WHAT YOU WILL DO:
Give every entry again, word for word and in full.

### RECORDS FOR PROCESSING ###

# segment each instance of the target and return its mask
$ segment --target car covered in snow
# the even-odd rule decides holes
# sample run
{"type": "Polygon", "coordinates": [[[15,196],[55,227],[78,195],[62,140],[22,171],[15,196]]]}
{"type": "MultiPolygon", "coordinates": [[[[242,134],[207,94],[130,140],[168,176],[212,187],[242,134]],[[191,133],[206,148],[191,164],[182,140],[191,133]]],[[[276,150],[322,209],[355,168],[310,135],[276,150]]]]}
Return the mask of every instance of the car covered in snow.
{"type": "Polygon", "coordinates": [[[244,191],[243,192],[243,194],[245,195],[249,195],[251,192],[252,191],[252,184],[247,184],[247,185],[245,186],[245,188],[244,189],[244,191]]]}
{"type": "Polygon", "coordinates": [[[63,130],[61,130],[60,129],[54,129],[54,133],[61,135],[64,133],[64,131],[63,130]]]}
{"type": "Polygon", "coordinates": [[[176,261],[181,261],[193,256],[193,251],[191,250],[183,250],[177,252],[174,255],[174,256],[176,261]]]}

###

RESPONSE FOR THIS EXERCISE:
# segment each instance of the target and return its mask
$ segment --target car covered in snow
# the even-odd rule decides holes
# sample run
{"type": "Polygon", "coordinates": [[[15,196],[55,227],[78,195],[62,140],[22,171],[15,196]]]}
{"type": "MultiPolygon", "coordinates": [[[[242,134],[207,94],[130,140],[168,176],[212,187],[242,134]],[[191,133],[206,148],[191,164],[182,140],[191,133]]],[[[276,150],[322,209],[355,168],[310,135],[276,150]]]]}
Return the mask of every instance of the car covered in snow.
{"type": "Polygon", "coordinates": [[[244,191],[243,192],[243,194],[245,195],[249,195],[251,192],[252,191],[252,184],[247,184],[247,185],[245,186],[245,188],[244,189],[244,191]]]}
{"type": "Polygon", "coordinates": [[[63,130],[61,130],[60,129],[54,129],[54,133],[61,135],[64,133],[64,131],[63,130]]]}
{"type": "Polygon", "coordinates": [[[176,261],[181,261],[193,256],[193,251],[191,250],[183,250],[177,252],[174,255],[174,256],[176,261]]]}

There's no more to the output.